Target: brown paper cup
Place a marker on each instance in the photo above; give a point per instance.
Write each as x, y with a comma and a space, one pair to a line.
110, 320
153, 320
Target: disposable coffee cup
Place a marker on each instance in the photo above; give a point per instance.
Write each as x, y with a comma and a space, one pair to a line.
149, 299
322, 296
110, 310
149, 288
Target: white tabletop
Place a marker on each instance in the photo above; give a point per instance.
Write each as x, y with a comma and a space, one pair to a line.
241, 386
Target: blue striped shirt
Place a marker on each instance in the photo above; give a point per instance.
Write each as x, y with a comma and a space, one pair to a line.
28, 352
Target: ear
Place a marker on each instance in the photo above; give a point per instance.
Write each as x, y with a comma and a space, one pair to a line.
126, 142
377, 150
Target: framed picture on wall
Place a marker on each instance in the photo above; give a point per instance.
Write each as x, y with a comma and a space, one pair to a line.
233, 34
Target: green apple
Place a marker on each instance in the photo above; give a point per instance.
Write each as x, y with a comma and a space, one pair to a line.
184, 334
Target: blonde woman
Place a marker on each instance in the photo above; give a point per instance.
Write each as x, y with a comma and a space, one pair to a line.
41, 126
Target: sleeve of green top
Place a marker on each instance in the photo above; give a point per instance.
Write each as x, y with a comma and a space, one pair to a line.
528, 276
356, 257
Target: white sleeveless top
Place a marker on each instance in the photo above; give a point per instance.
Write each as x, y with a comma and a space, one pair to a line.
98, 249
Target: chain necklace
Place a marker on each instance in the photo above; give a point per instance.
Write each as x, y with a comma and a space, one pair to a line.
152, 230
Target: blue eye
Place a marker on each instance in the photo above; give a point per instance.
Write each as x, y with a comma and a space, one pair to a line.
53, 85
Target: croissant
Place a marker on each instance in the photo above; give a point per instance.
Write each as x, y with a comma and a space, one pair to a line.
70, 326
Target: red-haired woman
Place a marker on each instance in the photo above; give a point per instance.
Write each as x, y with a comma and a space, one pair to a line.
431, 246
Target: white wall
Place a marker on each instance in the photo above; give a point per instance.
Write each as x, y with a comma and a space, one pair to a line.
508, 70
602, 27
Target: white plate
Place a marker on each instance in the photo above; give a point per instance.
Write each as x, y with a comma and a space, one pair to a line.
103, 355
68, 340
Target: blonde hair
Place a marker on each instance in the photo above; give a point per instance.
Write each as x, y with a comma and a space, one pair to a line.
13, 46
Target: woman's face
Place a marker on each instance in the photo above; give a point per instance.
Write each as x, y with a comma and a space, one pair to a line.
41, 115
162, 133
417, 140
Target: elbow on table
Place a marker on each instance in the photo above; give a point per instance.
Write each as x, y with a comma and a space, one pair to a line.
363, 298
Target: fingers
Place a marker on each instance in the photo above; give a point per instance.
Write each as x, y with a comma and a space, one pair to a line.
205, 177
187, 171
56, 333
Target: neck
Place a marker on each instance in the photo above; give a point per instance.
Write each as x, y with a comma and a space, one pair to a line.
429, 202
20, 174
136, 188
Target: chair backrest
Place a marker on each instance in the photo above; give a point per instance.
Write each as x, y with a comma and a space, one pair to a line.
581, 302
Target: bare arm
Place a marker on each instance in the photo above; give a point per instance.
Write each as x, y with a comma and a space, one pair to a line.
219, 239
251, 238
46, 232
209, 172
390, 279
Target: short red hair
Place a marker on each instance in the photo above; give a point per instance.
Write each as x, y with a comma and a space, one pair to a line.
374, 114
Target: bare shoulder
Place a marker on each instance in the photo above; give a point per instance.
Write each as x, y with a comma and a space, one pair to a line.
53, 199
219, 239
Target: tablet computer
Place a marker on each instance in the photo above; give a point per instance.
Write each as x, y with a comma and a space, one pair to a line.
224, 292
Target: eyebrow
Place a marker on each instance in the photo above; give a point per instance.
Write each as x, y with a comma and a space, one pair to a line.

Task requirements:
Print all of the data above verbatim, changing nothing and leaving nothing out.

Worked solution:
Target: brown paper cup
Place a marker on each instance in the photo above; give a point per instance.
Write each as x, y with a comma and a space, one pair to a line.
110, 320
153, 320
Target: disposable coffee cup
Place a marker on each instance in the photo above; give a point per instance.
Write each as x, y with a comma and a space, one pair to a line.
149, 299
322, 296
110, 310
149, 288
Target: white tabletop
Place a marker on each instance in the photo above; give a point per instance.
Write each as x, y with a comma and a space, one pair to a line.
241, 386
Target: blue striped shirt
Place a marker on each instance in the photo above; give a point per instance.
Write each as x, y with a comma and a space, one pair to a line.
28, 352
Target: ear
Place a marker on each instance in the photo above; give a point per instance.
Write each as x, y with a comma and a space, one pair to a line.
126, 142
377, 150
Target: framed picture on wall
Place a marker on each instance in the photo above; give a point per instance.
Write each as x, y with a comma and a space, one pair to a line.
233, 34
Target: green apple
Place a marker on each instance in the photo above; give a point per instance.
Write each as x, y with a comma and a space, one pair to a line.
184, 334
Target: blonde woman
Place a marker on each instance in the photo above; give a point per instance.
Write each as x, y with a comma and a space, one pair to a line.
41, 126
Target: sleeve of green top
Place a marker on each instance in the photo above; give a point per instance.
Write each as x, y with a comma and a space, one pair to a line.
528, 276
356, 257
Target: white sleeveless top
Place a marker on each instance in the photo above; give a point per instance.
Write each as x, y with a comma and a space, one pair to a line.
98, 249
Target: chain necklace
Place a marker on each instance in the photo above; give a point per instance.
Write each as x, y with a comma and a space, one pair to a line.
152, 230
Target: blue eye
Place a marker on each instance in the photo above; give a point per instance.
Write each as x, y with a comma and a space, one pair to a line.
53, 85
Target: croissant
Place a marker on each instance in the photo above; give a point per instance.
Write each as x, y with a comma and a space, one pair to a line.
70, 326
Target: red-haired woman
Place a marker on each instance in the photo above; give a point per instance.
Write each as x, y with a comma and a space, one pair to a line.
431, 246
Target: white wall
Place a marker on each instance in the photo above; give a point per instance.
Write each as x, y with a comma and a space, one pair to a line.
508, 70
602, 27
Target: white plate
Place a marker on each instance in the photo above; give a point per instance.
Write each as x, y with a comma and a space, one pair to a line.
103, 355
68, 340
Target: blonde hair
Place a marker on each instance in the photo above; give a point per instance.
Write each as x, y with a comma and a space, one pair to a line.
13, 46
Target: woman's face
Place a marker on each instance in the photo above; give a point per instance.
Write each as x, y with a comma and a space, one pair to a line.
41, 115
162, 133
417, 140
Target: elbow on table
Place a marker on each instance in the photo above; give a point per instance.
Write each as x, y with a comma and a space, one pair to a line.
363, 298
Target: fingers
Place a marker on each instance in the photo above; give a point per instance.
Write each as x, y with a comma and a space, one pair to a line.
205, 177
187, 171
56, 333
Target: neck
Place a marker on each instance in the photo above; give a point per instance.
Write each as x, y with a comma and a space, one pair to a line.
429, 202
20, 174
136, 188
Target: chair backrest
Place a marker on each instance in the photo above; give a point per instance.
Write each as x, y with a comma and a space, one pair to a line.
581, 302
Target: bare arm
Place a marker on each instance in the photo above; give a point per instance.
Write each as x, y with a comma and a space, one pair to a line.
219, 239
251, 238
46, 232
209, 172
390, 279
Target: short red hair
Place a marker on each instance in the photo above; give a point per instance.
Write each as x, y with a comma and a space, one pair to a line.
374, 114
Target: bare shoulder
Place a marker on each instance in the photo above; give a point per instance.
Write each as x, y with a comma and a space, one pair to a line.
53, 199
219, 239
Target: tablet computer
Place a marker on each instance in the photo above; give a point per instance.
Write each as x, y with a comma and a space, one pair to a line.
224, 292
Target: eyebrow
Place a marker on each instance in the photo above; give a point per instance.
Write each as x, y with a comma and a space, one pair to a line.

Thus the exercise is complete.